▶ **Requirement**: Could you repeat, word for word, every line from the one containing "of the glass" through the final line of the records below, and nothing else?

▶ **Supplied records**:

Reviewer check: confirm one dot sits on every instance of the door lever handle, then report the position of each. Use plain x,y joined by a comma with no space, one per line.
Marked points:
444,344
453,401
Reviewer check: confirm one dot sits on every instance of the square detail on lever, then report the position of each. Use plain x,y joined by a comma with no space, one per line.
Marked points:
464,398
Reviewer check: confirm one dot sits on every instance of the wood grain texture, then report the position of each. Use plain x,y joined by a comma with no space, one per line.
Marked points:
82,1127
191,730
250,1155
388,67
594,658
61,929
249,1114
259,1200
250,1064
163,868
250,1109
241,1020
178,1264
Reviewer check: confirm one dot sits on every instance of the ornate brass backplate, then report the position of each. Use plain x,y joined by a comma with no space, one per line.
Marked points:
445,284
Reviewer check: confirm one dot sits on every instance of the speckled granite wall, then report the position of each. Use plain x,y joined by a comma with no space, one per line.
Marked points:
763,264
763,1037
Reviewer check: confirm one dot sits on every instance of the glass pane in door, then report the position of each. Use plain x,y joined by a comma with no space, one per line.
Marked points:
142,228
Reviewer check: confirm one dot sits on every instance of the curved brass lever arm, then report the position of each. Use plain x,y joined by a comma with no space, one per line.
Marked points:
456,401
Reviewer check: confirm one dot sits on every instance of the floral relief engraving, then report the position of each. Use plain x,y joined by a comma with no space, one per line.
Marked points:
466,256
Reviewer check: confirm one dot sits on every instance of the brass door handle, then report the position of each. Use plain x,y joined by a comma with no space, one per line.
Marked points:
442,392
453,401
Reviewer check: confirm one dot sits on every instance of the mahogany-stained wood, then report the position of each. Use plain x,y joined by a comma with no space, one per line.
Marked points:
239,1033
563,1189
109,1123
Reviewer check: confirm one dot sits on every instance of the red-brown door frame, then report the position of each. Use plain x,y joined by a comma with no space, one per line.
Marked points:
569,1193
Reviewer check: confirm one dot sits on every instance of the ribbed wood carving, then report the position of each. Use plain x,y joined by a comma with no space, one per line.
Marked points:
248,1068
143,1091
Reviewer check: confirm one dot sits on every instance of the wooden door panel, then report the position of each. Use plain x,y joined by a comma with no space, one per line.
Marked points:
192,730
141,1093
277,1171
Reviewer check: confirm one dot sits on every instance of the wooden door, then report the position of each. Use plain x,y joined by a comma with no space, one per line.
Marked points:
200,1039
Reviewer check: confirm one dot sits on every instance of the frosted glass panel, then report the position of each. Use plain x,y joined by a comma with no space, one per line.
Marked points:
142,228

▶ **Result for this task**:
Reviewer check: confirm one dot sits on every instance of the glass pane in door, then report the position of each. Use plain x,y joined by a comma with no space, one per line.
Marked points:
142,228
Reviewer check: confirm one dot sits on every instance of the curved brass lever arm, then report the position of each. Use plain x,y joined by a comma with no space, one per line.
Marked points:
456,401
Reviewer check: confirm one dot sits on every instance of the floral relief engraving, then report the position of each. Use plain x,y joined by a comma with no space, one per line.
Marked points:
466,256
Reviewer check: confirm one dot sits on every instance of the brass door handle, then report the position of each. Use plain x,y joined by a comma with no space, one per line.
Marked points:
442,392
453,401
Reviewer check: confirm one dot sits on every instance of the mahogany-stained wood, then report the position of each. Use plain x,y joined by a comma with no space, one per line.
Marked points:
239,1033
563,1189
109,1123
Reviewer check: confirm one dot sits on every instance of the red-brown door frame, then report the position of each. Use plain x,y joined by a comma with no space, one per line.
Marked points:
569,1193
Reviewer check: confirm one dot sits on every instance of the ribbed wood carving, then report the position of each. Use plain x,y joined by a comma with no space, one per line.
Marked points:
248,1068
143,1091
Reviewer check: confirm one dot sits on every instance of the wooden door panel, then report the position of each. Use plain x,y joined by a comma with no space, one per line.
Marked points:
192,730
141,1093
277,1171
Reviewer check: confirm one dot sits on every instance of the wooden door, then report the position of each. Use plain x,y joined by a comma with no space, one per line.
Marked points:
200,1039
Reviewer check: confirm one dot sits on every instance of the frosted glass panel, then report the position of each. Use plain x,y joined by a comma with no space, one per line.
Marked points:
142,228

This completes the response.